Write the next part of the DQuat quaternion documentation that appears below, beginning right after its final sentence and keeping its style.

*** SOURCE PASSAGE ***

Struct glam::f64::DQuat

#[repr(C)]
pub struct DQuat {
    pub x: f64,
    pub y: f64,
    pub z: f64,
    pub w: f64,
}

A quaternion representing an orientation.

This quaternion is intended to be of unit length but may denormalize due to floating point “error creep” which can occur when successive quaternion operations are applied.

Fields

x: f64

y: f64

z: f64

w: f64

Implementations

impl DQuat

pub const IDENTITY: Self = _

The identity quaternion. Corresponds to no rotation.

pub const NAN: Self = _

All NANs.

pub const fn from_xyzw(x: f64, y: f64, z: f64, w: f64) -> Self

Creates a new rotation quaternion.

This should generally not be called manually unless you know what you are doing. Use one of the other constructors instead such as identity or from_axis_angle.

from_xyzw is mostly used by unit tests and serde deserialization.

Preconditions

This function does not check if the input is normalized, it is up to the user to provide normalized input or to normalized the resulting quaternion.

pub const fn from_array(a: [f64; 4]) -> Self

Creates a rotation quaternion from an array.

Preconditions

This function does not check if the input is normalized, it is up to the user to provide normalized input or to normalized the resulting quaternion.

pub fn from_vec4(v: DVec4) -> Self

Creates a new rotation quaternion from a 4D vector.

Preconditions

This function does not check if the input is normalized, it is up to the user to provide normalized input or to normalized the resulting quaternion.

pub fn from_slice(slice: &[f64]) -> Self

Creates a rotation quaternion from a slice.

Preconditions

This function does not check if the input is normalized, it is up to the user to provide normalized input or to normalized the resulting quaternion.

Panics

Panics if slice length is less than 4.

*** End of SOURCE PASSAGE ***
*** SUPPLIED MATERIAL ***

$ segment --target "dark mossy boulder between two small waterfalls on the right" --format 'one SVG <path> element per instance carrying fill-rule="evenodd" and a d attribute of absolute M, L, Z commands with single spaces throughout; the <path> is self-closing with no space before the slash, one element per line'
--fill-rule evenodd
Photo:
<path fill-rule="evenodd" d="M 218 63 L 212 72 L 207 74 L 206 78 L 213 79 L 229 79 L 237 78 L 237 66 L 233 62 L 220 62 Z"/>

*** End of SUPPLIED MATERIAL ***

**EXERCISE RESPONSE**.
pub fn write_to_slice(self, slice: &mut [f64])

Writes the quaternion to an unaligned slice.

Panics

Panics if slice length is less than 4.

pub fn from_axis_angle(axis: DVec3, angle: f64) -> Self

Create a quaternion for a normalized rotation axis and angle (in radians). The axis must be normalized (unit-length).

Panics

Will panic if axis is not normalized when glam_assert is enabled.

pub fn from_scaled_axis(v: DVec3) -> Self

Create a quaternion that rotates v.length() radians around v.normalize().

from_scaled_axis(Vec3::ZERO) results in the identity quaternion.

pub fn from_rotation_x(angle: f64) -> Self

Creates a quaternion from the angle (in radians) around the x axis.

pub fn from_rotation_y(angle: f64) -> Self

Creates a quaternion from the angle (in radians) around the y axis.

pub fn from_rotation_z(angle: f64) -> Self

Creates a quaternion from the angle (in radians) around the z axis.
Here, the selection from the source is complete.